Source passage
I bought the Slacker because I found it for $49 on Woot (first Gen unit). If not for Woot I wouldn't own it, simply because I wouldn't have looked at it seriously. I think I'm going to cancel XM for a long enough period to pay for the Slacker (4 months). After that time I may be back to XM if I find that I miss the talk channels (and Underground Garage) enough. The problem is that in Vero Beach through most of the day I only receive one AM station (for talk programming).


----------



## Richard King (Mar 25, 2002)

dpd146 said:


> How much is stored (length of time)?


I wish I could tell you. I have my 25 stations loaded and spent all of yesterday (about 7 hours) listening to one station with no repeats that I noticed. It would be interesting to find this out if anyone here knows.


----------



## Dolly (Jan 30, 2007)

Richard King said:


> I bought the Slacker because I found it for $49 on Woot (first Gen unit). If not for Woot I wouldn't own it, simply because I wouldn't have looked at it seriously. I think I'm going to cancel XM for a long enough period to pay for the Slacker (4 months). After that time I may be back to XM if I find that I miss the talk channels (and Underground Garage) enough. The problem is that in Vero Beach through most of the day I only receive one AM station (for talk programming).


Mr. King Little Stevie and I will miss you at the Underground Garage  Since I don't have a PC I couldn't use a Slacker even if I wanted to.


----------



## Richard King (Mar 25, 2002)

> Mr. King Little Stevie and I will miss you at the Underground Garage


I haven't made the call yet, but, just think of all the extra room you and Stevie will have without me hangin' out there.  Then again, Stevie doesn't really take up that much room..


----------



## jazzyd971fm (Sep 1, 2007)

Richard King said:


> I wish I could tell you. I have my 25 stations loaded and spent all of yesterday (about 7 hours) listening to one station with no repeats that I noticed. It would be interesting to find this out if anyone here knows.


The longest I've listened on a particular day has been about 14 hrs & I heard no repeats  While I've been listening, I tagged my favorites & heard no repeats on any day !!!


----------



## Richard King (Mar 25, 2002)

Have any of you Slackers had your "radio" lock up and be totally unresponsive??? Mine currently is locked and I can't turn it off or go to a "station". This has happened several times before and it normally resets itself, but now it won't do anything. It also freezes when updating certain channels (Jam Bands). This is getting very frustrating. I have a first gen unit and have found no way to get at the battery to "reboot" it. It appears there is no way to open the unit.


----------



## Richard King (Mar 25, 2002)

Well, after fiddling for about 15 minutes it went to the "starting up" page after holding the power button down for a few minutes. I'm still not pleased with the way this thing is acting (although I love it once it gets started).

Entries supplied

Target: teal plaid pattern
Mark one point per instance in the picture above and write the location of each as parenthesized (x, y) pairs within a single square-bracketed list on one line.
==
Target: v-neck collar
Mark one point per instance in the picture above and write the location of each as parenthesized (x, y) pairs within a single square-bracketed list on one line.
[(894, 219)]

Task requirements
Please set down the passage of the Slacker radio thread above, word for word, from "## jazzyd971fm (Sep" up to and including "any day !!!".

Task solution
## jazzyd971fm (Sep 1, 2007)

Richard King said:


> I wish I could tell you. I have my 25 stations loaded and spent all of yesterday (about 7 hours) listening to one station with no repeats that I noticed. It would be interesting to find this out if anyone here knows.


The longest I've listened on a particular day has been about 14 hrs & I heard no repeats  While I've been listening, I tagged my favorites & heard no repeats on any day !!!